Exercise requirements: Give the number of lines in the data that contain the word "knee"; no other text is needed.
====== Record set ======
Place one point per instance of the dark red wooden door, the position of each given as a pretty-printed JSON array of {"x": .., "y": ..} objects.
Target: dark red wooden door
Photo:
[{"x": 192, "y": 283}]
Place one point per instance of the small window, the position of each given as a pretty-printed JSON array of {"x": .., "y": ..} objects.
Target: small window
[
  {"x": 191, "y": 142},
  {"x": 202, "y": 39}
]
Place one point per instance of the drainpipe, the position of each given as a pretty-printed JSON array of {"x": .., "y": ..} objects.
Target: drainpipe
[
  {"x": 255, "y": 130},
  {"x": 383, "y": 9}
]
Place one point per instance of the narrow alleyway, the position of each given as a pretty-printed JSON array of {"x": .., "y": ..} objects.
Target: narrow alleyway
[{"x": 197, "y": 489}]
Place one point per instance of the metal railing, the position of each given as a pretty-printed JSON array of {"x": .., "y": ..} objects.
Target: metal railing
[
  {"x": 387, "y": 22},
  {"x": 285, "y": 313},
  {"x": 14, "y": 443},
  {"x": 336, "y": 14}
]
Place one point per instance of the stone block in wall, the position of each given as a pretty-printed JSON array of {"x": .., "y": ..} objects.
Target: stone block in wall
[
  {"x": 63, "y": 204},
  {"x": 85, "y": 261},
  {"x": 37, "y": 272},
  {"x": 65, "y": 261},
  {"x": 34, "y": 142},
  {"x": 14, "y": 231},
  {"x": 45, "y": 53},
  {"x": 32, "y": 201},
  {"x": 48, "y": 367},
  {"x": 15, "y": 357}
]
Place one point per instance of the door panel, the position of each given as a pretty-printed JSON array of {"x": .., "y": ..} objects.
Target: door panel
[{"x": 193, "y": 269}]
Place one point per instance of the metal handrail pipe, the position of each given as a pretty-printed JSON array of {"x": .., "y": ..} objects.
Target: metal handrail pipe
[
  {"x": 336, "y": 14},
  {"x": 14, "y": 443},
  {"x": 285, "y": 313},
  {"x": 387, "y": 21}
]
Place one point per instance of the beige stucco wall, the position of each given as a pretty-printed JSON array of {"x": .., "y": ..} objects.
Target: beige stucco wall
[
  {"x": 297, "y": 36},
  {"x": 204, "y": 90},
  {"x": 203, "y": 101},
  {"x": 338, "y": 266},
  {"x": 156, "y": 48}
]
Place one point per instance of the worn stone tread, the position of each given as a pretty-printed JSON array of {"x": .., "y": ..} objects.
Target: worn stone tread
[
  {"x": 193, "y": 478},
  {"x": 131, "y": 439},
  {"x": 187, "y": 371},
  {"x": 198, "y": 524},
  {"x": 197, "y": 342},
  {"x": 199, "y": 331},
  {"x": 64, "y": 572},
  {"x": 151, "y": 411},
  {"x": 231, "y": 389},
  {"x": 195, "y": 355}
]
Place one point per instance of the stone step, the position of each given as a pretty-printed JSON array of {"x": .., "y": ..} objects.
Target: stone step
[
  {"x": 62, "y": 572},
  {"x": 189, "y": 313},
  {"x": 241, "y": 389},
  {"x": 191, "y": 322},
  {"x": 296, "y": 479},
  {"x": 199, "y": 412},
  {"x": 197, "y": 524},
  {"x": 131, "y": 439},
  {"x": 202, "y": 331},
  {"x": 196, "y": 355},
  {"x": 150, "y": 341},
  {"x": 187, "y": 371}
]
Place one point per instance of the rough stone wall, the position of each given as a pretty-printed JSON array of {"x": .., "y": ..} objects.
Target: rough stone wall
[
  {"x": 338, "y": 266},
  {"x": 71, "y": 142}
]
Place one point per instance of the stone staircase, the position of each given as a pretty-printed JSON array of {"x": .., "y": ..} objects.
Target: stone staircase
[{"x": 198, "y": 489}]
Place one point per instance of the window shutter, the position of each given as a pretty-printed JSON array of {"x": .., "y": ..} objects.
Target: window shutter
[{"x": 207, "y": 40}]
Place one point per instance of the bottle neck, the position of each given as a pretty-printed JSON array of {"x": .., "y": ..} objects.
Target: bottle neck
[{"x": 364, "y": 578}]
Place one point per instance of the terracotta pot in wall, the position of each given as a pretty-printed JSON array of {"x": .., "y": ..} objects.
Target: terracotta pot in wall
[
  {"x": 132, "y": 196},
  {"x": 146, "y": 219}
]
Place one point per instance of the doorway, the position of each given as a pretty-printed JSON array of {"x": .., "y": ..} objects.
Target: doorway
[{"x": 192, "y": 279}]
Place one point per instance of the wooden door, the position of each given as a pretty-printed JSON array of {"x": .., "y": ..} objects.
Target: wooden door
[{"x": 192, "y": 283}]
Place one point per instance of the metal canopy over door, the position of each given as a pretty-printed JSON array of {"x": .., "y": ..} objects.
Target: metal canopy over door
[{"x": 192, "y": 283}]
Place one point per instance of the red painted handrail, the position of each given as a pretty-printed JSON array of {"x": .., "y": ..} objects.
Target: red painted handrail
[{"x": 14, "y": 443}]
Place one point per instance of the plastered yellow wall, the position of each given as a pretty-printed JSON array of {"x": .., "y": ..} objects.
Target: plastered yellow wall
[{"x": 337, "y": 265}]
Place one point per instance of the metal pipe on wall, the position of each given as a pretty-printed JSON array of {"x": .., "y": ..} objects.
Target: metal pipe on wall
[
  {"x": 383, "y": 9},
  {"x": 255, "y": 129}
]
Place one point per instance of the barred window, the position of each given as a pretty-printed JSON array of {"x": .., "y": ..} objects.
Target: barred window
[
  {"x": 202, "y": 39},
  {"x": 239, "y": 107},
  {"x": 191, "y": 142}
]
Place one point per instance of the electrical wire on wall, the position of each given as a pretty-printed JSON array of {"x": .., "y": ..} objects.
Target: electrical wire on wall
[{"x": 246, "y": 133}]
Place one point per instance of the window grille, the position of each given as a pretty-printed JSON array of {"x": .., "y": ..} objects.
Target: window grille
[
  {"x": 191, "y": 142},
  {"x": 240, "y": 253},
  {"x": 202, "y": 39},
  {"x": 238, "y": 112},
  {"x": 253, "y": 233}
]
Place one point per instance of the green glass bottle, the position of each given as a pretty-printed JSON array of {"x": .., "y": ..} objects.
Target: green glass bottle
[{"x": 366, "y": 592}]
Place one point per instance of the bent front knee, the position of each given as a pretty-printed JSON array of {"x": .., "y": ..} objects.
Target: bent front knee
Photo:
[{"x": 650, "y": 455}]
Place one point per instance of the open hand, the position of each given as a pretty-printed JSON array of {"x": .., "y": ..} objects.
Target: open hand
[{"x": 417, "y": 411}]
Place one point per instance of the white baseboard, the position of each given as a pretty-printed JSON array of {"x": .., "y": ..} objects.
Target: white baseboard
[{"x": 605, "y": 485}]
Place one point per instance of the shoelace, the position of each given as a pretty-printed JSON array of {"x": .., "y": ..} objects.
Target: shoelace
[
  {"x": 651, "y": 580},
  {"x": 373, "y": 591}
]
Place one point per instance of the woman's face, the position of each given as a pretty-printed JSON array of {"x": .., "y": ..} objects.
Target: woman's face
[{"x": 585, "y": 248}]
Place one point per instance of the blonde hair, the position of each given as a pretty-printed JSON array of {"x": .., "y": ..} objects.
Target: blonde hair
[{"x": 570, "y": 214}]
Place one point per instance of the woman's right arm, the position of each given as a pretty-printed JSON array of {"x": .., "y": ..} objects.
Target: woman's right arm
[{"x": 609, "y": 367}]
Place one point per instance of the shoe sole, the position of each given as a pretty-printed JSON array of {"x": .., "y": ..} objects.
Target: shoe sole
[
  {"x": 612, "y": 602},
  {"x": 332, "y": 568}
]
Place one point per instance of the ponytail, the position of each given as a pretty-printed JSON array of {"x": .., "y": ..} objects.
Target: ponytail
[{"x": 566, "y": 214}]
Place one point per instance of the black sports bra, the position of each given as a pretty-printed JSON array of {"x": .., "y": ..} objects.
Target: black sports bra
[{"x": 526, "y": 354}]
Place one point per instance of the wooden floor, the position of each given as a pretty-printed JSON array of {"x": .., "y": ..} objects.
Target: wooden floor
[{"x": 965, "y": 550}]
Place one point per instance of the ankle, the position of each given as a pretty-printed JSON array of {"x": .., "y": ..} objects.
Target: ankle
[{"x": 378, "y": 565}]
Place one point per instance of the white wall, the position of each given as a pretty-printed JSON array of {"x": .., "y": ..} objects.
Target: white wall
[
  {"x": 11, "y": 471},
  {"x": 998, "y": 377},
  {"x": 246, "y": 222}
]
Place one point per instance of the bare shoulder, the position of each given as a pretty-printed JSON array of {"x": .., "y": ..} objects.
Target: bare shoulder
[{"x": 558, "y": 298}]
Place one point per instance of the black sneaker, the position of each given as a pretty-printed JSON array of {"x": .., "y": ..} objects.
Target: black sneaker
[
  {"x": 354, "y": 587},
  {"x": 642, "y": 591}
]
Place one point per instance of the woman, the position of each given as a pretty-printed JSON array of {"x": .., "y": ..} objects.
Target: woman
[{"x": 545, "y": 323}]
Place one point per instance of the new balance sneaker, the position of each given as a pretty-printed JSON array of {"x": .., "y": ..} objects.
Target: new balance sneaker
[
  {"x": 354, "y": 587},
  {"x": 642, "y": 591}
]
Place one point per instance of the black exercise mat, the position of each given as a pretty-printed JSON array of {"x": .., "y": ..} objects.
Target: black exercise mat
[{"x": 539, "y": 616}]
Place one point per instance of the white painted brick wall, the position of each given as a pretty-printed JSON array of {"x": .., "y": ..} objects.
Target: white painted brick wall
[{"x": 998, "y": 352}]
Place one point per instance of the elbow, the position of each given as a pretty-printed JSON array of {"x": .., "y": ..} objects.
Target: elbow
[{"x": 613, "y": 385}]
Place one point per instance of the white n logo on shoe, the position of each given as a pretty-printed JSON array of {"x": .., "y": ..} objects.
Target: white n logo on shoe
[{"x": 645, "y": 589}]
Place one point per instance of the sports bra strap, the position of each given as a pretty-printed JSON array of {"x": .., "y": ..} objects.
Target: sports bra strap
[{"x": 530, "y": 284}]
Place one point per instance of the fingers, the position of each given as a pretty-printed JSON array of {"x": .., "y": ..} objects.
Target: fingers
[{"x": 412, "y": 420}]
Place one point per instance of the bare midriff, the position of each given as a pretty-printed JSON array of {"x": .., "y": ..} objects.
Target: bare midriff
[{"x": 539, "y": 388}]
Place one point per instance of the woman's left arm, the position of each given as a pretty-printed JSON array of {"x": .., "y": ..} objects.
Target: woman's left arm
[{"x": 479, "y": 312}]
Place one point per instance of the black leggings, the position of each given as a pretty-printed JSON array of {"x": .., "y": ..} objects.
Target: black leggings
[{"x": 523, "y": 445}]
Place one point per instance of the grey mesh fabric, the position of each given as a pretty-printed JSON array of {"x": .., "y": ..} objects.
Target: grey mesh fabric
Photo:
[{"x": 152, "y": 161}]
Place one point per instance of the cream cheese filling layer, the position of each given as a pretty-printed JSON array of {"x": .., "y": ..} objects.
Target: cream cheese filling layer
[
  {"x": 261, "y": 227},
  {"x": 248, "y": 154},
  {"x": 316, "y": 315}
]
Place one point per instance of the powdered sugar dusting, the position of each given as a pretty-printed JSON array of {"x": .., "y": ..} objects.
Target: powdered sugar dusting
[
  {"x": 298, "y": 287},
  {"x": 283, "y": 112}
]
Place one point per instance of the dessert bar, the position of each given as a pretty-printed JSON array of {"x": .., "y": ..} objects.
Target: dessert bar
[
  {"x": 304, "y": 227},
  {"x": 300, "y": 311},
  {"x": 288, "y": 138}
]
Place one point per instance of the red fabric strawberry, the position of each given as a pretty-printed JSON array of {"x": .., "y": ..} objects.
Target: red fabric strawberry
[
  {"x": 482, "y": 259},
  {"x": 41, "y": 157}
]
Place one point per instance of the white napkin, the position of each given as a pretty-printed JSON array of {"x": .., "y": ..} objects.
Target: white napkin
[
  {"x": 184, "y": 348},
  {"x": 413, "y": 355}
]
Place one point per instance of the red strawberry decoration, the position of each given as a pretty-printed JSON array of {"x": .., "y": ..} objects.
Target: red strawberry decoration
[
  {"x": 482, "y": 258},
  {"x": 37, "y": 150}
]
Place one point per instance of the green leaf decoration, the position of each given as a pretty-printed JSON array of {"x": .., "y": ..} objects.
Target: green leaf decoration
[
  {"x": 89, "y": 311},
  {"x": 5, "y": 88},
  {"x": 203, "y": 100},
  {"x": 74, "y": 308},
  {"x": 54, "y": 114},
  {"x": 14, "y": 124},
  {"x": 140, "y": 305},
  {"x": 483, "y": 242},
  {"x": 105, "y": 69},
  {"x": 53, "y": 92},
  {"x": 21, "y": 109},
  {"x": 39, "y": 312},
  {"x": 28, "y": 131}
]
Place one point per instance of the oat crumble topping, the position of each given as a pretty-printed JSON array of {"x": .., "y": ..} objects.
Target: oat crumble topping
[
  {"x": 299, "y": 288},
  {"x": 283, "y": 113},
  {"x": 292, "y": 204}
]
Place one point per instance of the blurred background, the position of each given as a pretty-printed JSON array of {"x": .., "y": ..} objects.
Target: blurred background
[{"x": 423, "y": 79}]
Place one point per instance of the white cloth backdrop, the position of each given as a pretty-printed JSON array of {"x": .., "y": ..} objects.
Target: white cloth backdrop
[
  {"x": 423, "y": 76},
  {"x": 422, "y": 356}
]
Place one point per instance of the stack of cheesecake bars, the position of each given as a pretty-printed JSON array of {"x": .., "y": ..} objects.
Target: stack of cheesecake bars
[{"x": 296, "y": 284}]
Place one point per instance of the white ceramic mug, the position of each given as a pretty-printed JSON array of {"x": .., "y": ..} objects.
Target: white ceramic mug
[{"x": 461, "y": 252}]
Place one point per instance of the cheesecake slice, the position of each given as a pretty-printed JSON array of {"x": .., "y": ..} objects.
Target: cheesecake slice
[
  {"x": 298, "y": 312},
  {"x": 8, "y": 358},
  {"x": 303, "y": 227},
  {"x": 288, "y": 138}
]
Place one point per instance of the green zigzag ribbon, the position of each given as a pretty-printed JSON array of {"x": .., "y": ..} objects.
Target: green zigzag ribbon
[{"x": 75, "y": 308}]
======
Output below: 2